__Objetivo A__. Indique si cada afirmación concuerda con el fragmento sobre Antonio y Eva: (i) el hecho ocurrió en Málaga; (ii) Eva es la hermana de Antonio; (iii) la historia se la contaron a quien escribe esta semana. Responda sí o no y cite literalmente las palabras decisivas del fragmento.

__Fragmento del texto__.
━━━━━━━━━━━━━━━━━━━━

Salta, Antonio, salta. Salta con fuerza, salta para coger aire, para tocar el techo, salta porque hoy te encuentras bien, estás contento y es finde; salta un poco más, Antonio, para tocar las nubes o más arriba, te sientes como un niño y te gusta sentirte así; salta para acariciar la luna, un poco más, tú puedes, un gran salto que te lleve “hasta el infinito y más allá”, como en la peli o como dice Eva, hasta las estrellas, salta tanto que tus manos puedan agarrar una de ellas, una estrella, y bajársela a tu chica, a Eva, y entonces verla sonreír como solo ella sabe hacerlo, y tú también sonríes, y hacéis de este domingo un día increíble. Salta más, Antonio…
Esta es la historia de un salto pero, sobre todo, es una historia de amor, de compañerismo, de superación, de una sonrisa, una historia real que es un ejemplo y que me contaron esta semana. Puede que recuerden los titulares: “Un hombre queda parapléjico mientras saltaba en una cama elástica con el hijo de su pareja”. Ocurrió en Málaga, en uno de esos parques de bolas para niños con camas elásticas. Una tarde cualquiera de una semana cualquiera en un sitio cualquiera. Las malas noticias siempre llegan así, de repente, en cualquier momento. Un domingo a las seis de la tarde, por ejemplo.
Antonio Robledo Díaz quedó parapléjico mientras saltaba en una cama elástica. Uno de esos titulares que al leerlo piensas: “qué putada”, “qué miedo”, “la vida son dos días”… Lo primero que me sorprende es la sonrisa generosa de Antonio, le pregunto qué tal y él me dice que bien, “que estamos bien gracias a Dios, y gracias a mi mujer”. Antonio se refiere a Eva que le acompaña. Eva es su pareja. Su sonrisa, una sonrisa llena, sincera, inmensa, contagiosa, que no se desdibuja en ningún momento de nuestra charla, una sonrisa agradecida. Le pregunto a Eva por esa sonrisa tan deslumbrante e insiste: “sí, es que estamos muy felices”.

━━━━━━━━━━━━━━━━━━━━

Una serie de filas:

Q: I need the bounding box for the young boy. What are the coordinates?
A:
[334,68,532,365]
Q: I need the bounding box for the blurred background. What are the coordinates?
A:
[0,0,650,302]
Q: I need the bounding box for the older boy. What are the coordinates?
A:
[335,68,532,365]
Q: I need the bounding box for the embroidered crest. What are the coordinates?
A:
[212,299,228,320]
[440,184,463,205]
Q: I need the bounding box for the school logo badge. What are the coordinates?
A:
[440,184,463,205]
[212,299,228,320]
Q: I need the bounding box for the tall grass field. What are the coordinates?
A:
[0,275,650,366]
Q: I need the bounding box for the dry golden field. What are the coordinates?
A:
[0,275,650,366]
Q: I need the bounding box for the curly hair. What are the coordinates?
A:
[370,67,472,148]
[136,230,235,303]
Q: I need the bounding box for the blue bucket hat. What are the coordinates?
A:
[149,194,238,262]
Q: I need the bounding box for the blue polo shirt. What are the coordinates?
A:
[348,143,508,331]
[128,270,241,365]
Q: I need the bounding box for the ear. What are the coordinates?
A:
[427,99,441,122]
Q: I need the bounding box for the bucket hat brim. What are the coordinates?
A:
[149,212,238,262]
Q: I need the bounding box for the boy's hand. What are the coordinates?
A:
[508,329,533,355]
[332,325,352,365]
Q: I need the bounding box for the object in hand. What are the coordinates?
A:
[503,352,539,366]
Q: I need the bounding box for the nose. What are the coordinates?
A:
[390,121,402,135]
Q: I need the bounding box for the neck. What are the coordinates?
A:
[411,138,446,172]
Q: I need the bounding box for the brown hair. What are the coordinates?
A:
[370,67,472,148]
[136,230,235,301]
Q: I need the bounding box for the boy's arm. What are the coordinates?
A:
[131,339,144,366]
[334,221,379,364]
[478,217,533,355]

━━━━━━━━━━━━━━━━━━━━

__Objetivo B__. Reescriba las filas desde su comienzo hasta la línea que contiene "[335,68,532,365]", ambas incluidas, cambiando "bounding box" por "enclosing rectangle" sin alterar nada más. Presente solo esas líneas.

__Respuesta resuelta A__. (i) Sí: «Ocurrió en Málaga». (ii) No: «Eva es su pareja». (iii) Sí: «que me contaron esta semana».

__Respuesta resuelta B__.
Q: I need the enclosing rectangle for the young boy. What are the coordinates?
A:
[334,68,532,365]
Q: I need the enclosing rectangle for the blurred background. What are the coordinates?
A:
[0,0,650,302]
Q: I need the enclosing rectangle for the older boy. What are the coordinates?
A:
[335,68,532,365]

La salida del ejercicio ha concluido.